__Task goal__: Copy out all lines of the material below in which "hand" occurs.

__Exercise material__:
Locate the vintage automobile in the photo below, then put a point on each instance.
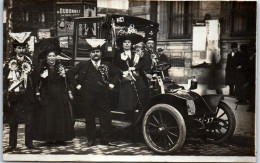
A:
(173, 112)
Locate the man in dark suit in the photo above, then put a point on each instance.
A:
(95, 79)
(19, 88)
(234, 65)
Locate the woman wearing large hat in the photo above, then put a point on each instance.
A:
(54, 123)
(133, 92)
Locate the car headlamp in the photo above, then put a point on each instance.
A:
(191, 109)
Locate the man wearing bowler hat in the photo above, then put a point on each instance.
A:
(149, 55)
(19, 88)
(234, 64)
(95, 79)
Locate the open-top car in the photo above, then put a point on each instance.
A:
(173, 112)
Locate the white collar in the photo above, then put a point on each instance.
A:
(96, 62)
(128, 53)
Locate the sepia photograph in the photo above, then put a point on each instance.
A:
(129, 80)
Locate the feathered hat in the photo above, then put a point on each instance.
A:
(19, 39)
(128, 33)
(93, 44)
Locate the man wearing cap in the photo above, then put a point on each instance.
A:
(234, 64)
(18, 86)
(95, 79)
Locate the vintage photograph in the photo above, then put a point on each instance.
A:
(129, 80)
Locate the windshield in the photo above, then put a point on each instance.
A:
(86, 31)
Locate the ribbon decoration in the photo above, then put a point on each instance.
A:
(103, 69)
(17, 76)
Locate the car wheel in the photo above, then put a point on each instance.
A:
(164, 129)
(222, 126)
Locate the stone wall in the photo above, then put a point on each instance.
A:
(177, 49)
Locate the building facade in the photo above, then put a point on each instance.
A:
(177, 18)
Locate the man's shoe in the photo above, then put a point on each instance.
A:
(60, 142)
(91, 143)
(9, 149)
(250, 110)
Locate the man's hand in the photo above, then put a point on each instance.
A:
(78, 87)
(149, 76)
(125, 73)
(131, 68)
(111, 86)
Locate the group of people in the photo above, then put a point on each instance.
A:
(39, 95)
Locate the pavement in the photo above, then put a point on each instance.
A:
(242, 143)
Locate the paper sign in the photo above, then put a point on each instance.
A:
(199, 38)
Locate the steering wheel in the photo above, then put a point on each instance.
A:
(161, 67)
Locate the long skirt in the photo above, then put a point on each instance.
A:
(53, 122)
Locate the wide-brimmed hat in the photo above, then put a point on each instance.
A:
(150, 34)
(133, 37)
(45, 46)
(233, 45)
(19, 39)
(93, 44)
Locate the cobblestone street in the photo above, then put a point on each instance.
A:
(241, 144)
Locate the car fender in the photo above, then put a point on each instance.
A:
(212, 101)
(170, 99)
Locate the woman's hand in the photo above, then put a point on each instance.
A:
(111, 86)
(149, 76)
(71, 95)
(38, 97)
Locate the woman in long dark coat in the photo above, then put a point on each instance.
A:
(134, 92)
(54, 122)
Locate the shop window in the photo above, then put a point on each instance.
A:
(243, 19)
(181, 16)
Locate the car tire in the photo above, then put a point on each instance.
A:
(227, 115)
(164, 129)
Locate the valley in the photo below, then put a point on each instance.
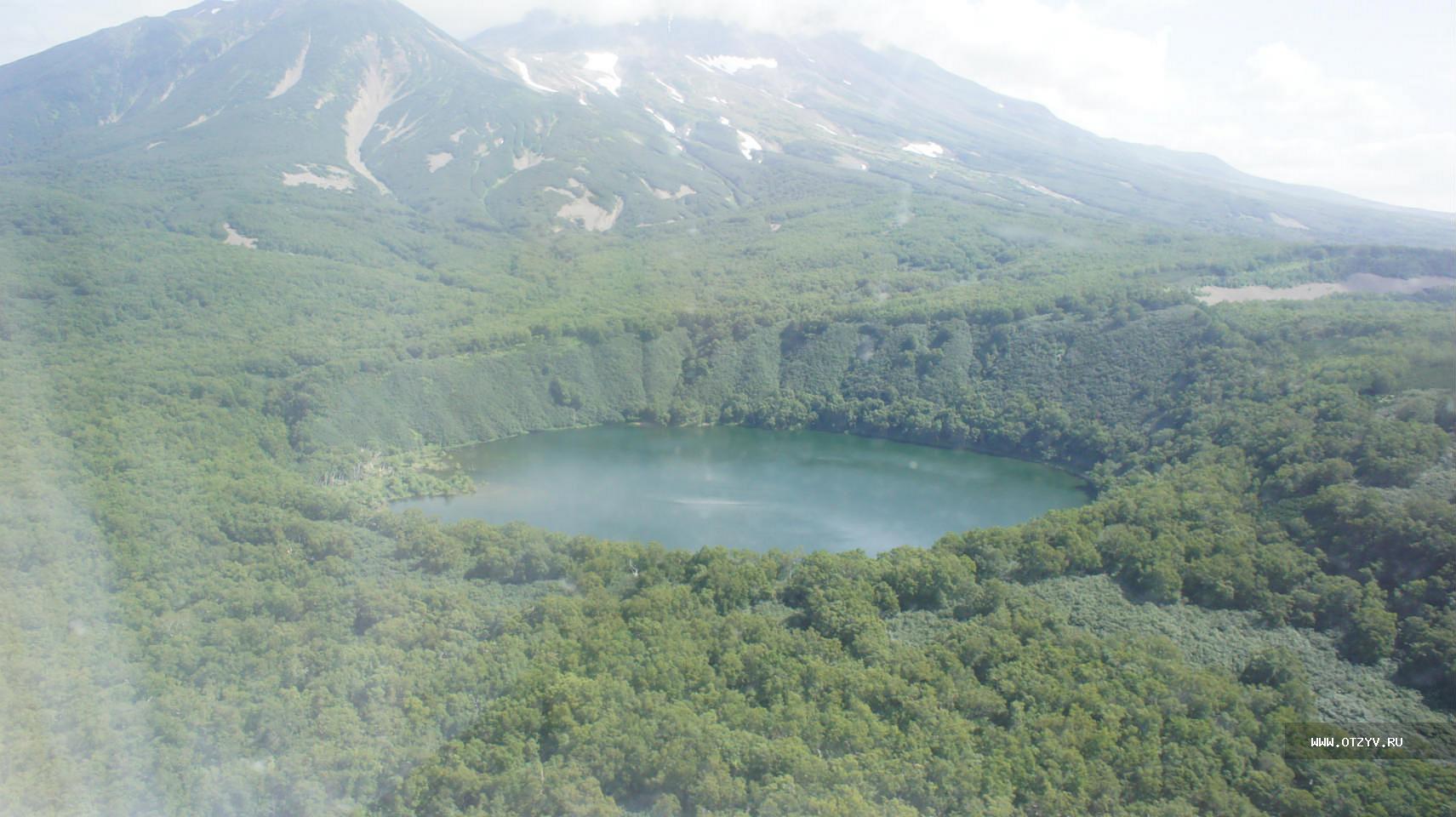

__Final answer__:
Locate the man's hand in the photo above, then put a point on each instance.
Locate the woman's hand in the photo above, then put a point on each instance.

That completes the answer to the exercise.